** Material provided **
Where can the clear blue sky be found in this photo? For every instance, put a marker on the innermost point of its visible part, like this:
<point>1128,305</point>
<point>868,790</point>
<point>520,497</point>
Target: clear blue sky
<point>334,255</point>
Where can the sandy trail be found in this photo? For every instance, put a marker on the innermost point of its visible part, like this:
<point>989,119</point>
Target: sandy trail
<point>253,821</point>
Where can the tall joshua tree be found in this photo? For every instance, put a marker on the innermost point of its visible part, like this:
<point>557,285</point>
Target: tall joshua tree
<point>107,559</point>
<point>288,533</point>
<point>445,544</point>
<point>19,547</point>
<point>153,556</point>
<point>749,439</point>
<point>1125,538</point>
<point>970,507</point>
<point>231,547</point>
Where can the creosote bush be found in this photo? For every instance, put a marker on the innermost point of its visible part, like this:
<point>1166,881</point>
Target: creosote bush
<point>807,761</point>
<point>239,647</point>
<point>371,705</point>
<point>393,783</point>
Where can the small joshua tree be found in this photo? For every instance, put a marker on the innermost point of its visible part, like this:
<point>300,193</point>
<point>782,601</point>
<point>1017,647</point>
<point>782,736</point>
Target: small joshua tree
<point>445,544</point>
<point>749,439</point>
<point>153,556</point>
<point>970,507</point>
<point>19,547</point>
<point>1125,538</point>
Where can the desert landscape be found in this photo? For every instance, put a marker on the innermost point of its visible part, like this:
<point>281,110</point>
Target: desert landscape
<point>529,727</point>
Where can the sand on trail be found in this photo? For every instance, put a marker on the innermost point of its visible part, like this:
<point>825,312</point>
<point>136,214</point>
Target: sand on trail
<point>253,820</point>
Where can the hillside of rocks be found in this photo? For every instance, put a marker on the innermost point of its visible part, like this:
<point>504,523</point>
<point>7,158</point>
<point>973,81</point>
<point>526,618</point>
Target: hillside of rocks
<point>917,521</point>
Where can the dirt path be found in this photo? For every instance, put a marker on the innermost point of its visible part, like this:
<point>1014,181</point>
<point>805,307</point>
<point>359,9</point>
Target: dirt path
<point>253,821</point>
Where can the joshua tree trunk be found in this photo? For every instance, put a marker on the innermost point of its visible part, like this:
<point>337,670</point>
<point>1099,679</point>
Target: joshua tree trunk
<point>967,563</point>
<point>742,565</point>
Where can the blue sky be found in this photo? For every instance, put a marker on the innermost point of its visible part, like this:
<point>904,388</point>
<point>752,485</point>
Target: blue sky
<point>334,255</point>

** Problem statement **
Once the line containing "<point>805,307</point>" is found, please retype it and every remaining line of the listing above, exactly, with nothing else.

** Task response **
<point>805,307</point>
<point>359,9</point>
Target: dirt path
<point>253,821</point>
Where can the joshua tree trunk be found in this photo? For every instance, put a marker on the innermost point of its visible part, like this:
<point>337,670</point>
<point>1099,679</point>
Target: joshua tree trunk
<point>967,563</point>
<point>742,565</point>
Where can the blue sky be found in this photo? For every instance, put a marker on the innermost point of its visible part, like this:
<point>904,388</point>
<point>752,485</point>
Target: blue sky
<point>334,255</point>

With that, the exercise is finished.